(Object point labels)
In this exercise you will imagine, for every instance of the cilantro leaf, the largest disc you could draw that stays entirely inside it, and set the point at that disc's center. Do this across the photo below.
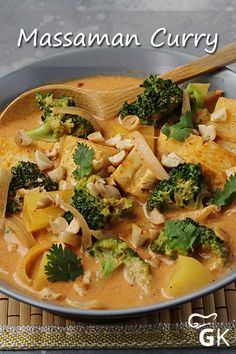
(83, 157)
(227, 194)
(181, 236)
(181, 130)
(62, 265)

### WHAT YOU SHOULD DO
Quote the lines of the data above word for word, leaving out the pictures.

### EXERCISE SOLUTION
In this exercise you will imagine, for every instance of the cilantro leaf, the largest disc you could draw that stays entirely inside it, and set the point at that disc's center. Do this across the photo below.
(83, 157)
(227, 194)
(181, 236)
(181, 130)
(62, 265)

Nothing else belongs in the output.